## Requirement
Reproduce word for word the part of the mailing-list reply below that runs from "From: Oleg Bartunov" up to and including "Subject: Re: Working with huge amount of data. RESULTS!".

## Given text
######
Re: Working with huge amount of data. RESULTS!

From: Oleg Bartunov <oleg(at)sai(dot)msu(dot)su>
To: Mario Lopez <mario(at)lar3d(dot)com>
Cc: depesz(at)depesz(dot)com, pgsql-general(at)postgresql(dot)org
Subject: Re: Working with huge amount of data. RESULTS!
Date: 2008-02-12 15:15:49
Message-ID: Pine.LNX.4.64.0802121809410.23796@sn.sai.msu.ru
Views: Raw Message | Whole Thread | Download mbox | Resend email
Thread:
Lists: pgsql-general

On Tue, 12 Feb 2008, Mario Lopez wrote:

> Hi!,
>
> I optimized the LIKE 'keyword%' and LIKE '%keyword' with the following
> results:
>
> # time /Library/PostgreSQL8/bin/psql -U postgres -d testdb -c "select * from
> table1 where varchar_reverse(data) like varchar_reverse('%keyword');"
> real 0m0.055s
> user 0m0.011s
> sys 0m0.006s
>
>
> # time /Library/PostgreSQL8/bin/psql -U postgres -d testdb -c "select * from
> table1 where data like 'keyword%';"
> real 0m0.026s
> user 0m0.012s
> sys 0m0.006s
>
> It works flawlesly as you can see by the timings, take in consideration that
> "table1" has 100 million records. The only problem is generating the reversed
> index which takes like 20 minutes, I guess it has to do with the plperl
> function, perhaps a C function for inverting would make it up in less time.
######
## Supplied information
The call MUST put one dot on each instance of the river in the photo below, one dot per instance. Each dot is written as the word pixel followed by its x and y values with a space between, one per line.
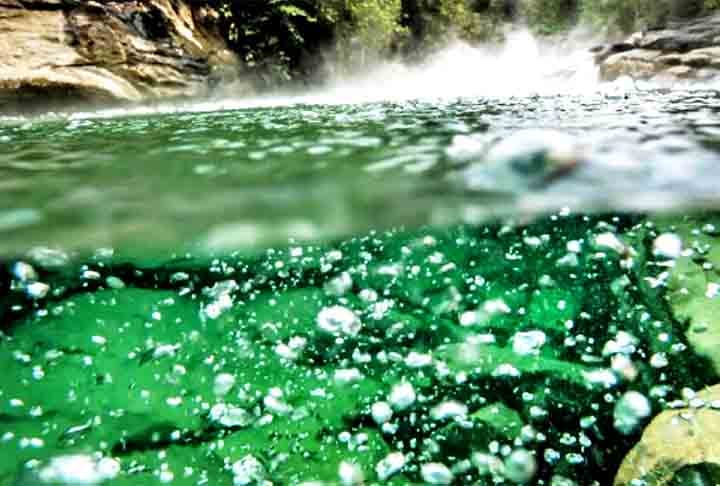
pixel 491 269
######
## The solution
From: Oleg Bartunov <oleg(at)sai(dot)msu(dot)su>
To: Mario Lopez <mario(at)lar3d(dot)com>
Cc: depesz(at)depesz(dot)com, pgsql-general(at)postgresql(dot)org
Subject: Re: Working with huge amount of data. RESULTS!